> [MATERIAL SHOWN]
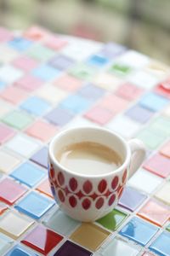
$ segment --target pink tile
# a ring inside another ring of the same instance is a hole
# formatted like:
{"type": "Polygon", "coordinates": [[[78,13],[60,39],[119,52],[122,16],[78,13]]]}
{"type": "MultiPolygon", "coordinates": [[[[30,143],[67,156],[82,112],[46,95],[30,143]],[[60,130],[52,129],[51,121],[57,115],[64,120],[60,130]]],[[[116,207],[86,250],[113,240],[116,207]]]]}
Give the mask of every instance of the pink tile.
{"type": "Polygon", "coordinates": [[[168,158],[170,158],[170,141],[167,142],[161,149],[160,153],[168,158]]]}
{"type": "Polygon", "coordinates": [[[29,91],[32,91],[32,90],[37,89],[42,84],[43,84],[43,82],[40,79],[35,78],[30,74],[27,74],[27,75],[22,77],[21,79],[20,79],[19,80],[17,80],[14,83],[14,84],[17,87],[25,89],[29,91]]]}
{"type": "Polygon", "coordinates": [[[99,105],[115,113],[125,109],[129,102],[114,94],[105,96],[99,105]]]}
{"type": "Polygon", "coordinates": [[[162,226],[170,218],[170,207],[155,199],[150,199],[140,208],[138,215],[158,226],[162,226]]]}
{"type": "Polygon", "coordinates": [[[44,39],[48,35],[48,32],[41,26],[33,26],[27,29],[24,36],[29,39],[38,41],[44,39]]]}
{"type": "Polygon", "coordinates": [[[160,177],[167,177],[170,175],[170,159],[160,154],[156,154],[146,160],[144,168],[160,177]]]}
{"type": "Polygon", "coordinates": [[[65,74],[54,81],[54,85],[68,91],[74,91],[78,89],[82,81],[65,74]]]}
{"type": "Polygon", "coordinates": [[[6,177],[0,182],[0,201],[13,205],[26,190],[15,181],[6,177]]]}
{"type": "Polygon", "coordinates": [[[87,119],[99,125],[108,123],[113,117],[113,113],[102,107],[94,107],[84,115],[87,119]]]}
{"type": "Polygon", "coordinates": [[[3,124],[0,124],[0,144],[5,143],[8,139],[14,135],[14,131],[3,124]]]}
{"type": "Polygon", "coordinates": [[[35,68],[38,65],[38,62],[36,60],[31,59],[28,56],[20,56],[17,59],[15,59],[12,63],[14,66],[26,72],[31,71],[32,68],[35,68]]]}
{"type": "Polygon", "coordinates": [[[11,103],[17,104],[27,97],[27,93],[22,89],[10,86],[1,92],[0,97],[11,103]]]}
{"type": "Polygon", "coordinates": [[[53,125],[46,122],[36,121],[26,129],[26,132],[42,142],[47,142],[57,133],[57,129],[53,125]]]}
{"type": "Polygon", "coordinates": [[[68,43],[65,40],[61,39],[57,36],[51,35],[47,38],[44,44],[53,49],[60,49],[67,44],[68,43]]]}
{"type": "Polygon", "coordinates": [[[13,34],[11,32],[4,27],[0,27],[0,42],[9,41],[13,38],[13,34]]]}
{"type": "Polygon", "coordinates": [[[132,101],[139,97],[143,92],[144,90],[142,88],[126,83],[122,84],[115,93],[128,101],[132,101]]]}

> [EXERCISE]
Rewrite all the rows above, swapping "pink tile" for "blue tile" and keeping everything else the same. Leave out the pictures.

> [FINAL ANSWER]
$ segment --target blue tile
# a ring inside another ring of the same instance is a hole
# formatted like:
{"type": "Polygon", "coordinates": [[[78,13],[60,39],[119,52],[122,16],[78,13]]]}
{"type": "MultiPolygon", "coordinates": [[[[30,143],[67,156],[82,112],[46,95],[30,143]],[[60,130],[52,129],[51,121],[57,115],[64,120],[60,130]]],[[[116,207],[86,250],[113,240],[116,207]]]]}
Give the mask of every instance of the blue tile.
{"type": "Polygon", "coordinates": [[[168,158],[170,158],[170,141],[167,142],[161,149],[160,153],[168,158]]]}
{"type": "Polygon", "coordinates": [[[29,91],[32,91],[32,90],[37,89],[42,84],[43,84],[43,82],[40,79],[35,78],[30,74],[27,74],[27,75],[22,77],[21,79],[20,79],[19,80],[17,80],[14,83],[14,84],[17,87],[25,89],[29,91]]]}
{"type": "Polygon", "coordinates": [[[99,105],[115,113],[125,109],[129,102],[114,94],[105,96],[99,105]]]}
{"type": "Polygon", "coordinates": [[[162,226],[170,218],[170,207],[155,199],[150,199],[140,208],[138,215],[158,226],[162,226]]]}
{"type": "Polygon", "coordinates": [[[44,39],[48,35],[48,32],[41,26],[33,26],[27,29],[24,36],[29,39],[38,41],[44,39]]]}
{"type": "Polygon", "coordinates": [[[160,177],[167,177],[170,175],[170,159],[160,154],[156,154],[146,160],[144,168],[160,177]]]}
{"type": "Polygon", "coordinates": [[[65,74],[54,81],[54,85],[68,91],[74,91],[78,89],[82,81],[65,74]]]}
{"type": "Polygon", "coordinates": [[[6,177],[0,182],[0,201],[13,205],[26,190],[15,181],[6,177]]]}
{"type": "Polygon", "coordinates": [[[87,119],[99,125],[108,123],[113,117],[113,113],[102,107],[94,107],[84,115],[87,119]]]}
{"type": "Polygon", "coordinates": [[[3,124],[0,124],[0,144],[5,143],[8,139],[14,135],[14,131],[3,124]]]}
{"type": "Polygon", "coordinates": [[[35,68],[38,65],[38,62],[36,60],[31,59],[28,56],[20,56],[17,59],[15,59],[12,63],[14,66],[26,72],[31,71],[32,68],[35,68]]]}
{"type": "Polygon", "coordinates": [[[11,103],[17,104],[27,97],[27,93],[22,89],[10,86],[1,92],[0,97],[11,103]]]}
{"type": "Polygon", "coordinates": [[[53,125],[46,122],[36,121],[26,129],[26,132],[42,142],[47,142],[57,133],[57,129],[53,125]]]}
{"type": "Polygon", "coordinates": [[[68,43],[65,40],[61,39],[57,36],[51,35],[47,38],[44,44],[53,49],[60,49],[67,44],[68,43]]]}
{"type": "Polygon", "coordinates": [[[13,34],[11,32],[4,27],[0,27],[0,42],[9,41],[13,38],[13,34]]]}
{"type": "Polygon", "coordinates": [[[132,101],[139,97],[143,92],[144,90],[142,88],[126,83],[122,84],[115,93],[128,101],[132,101]]]}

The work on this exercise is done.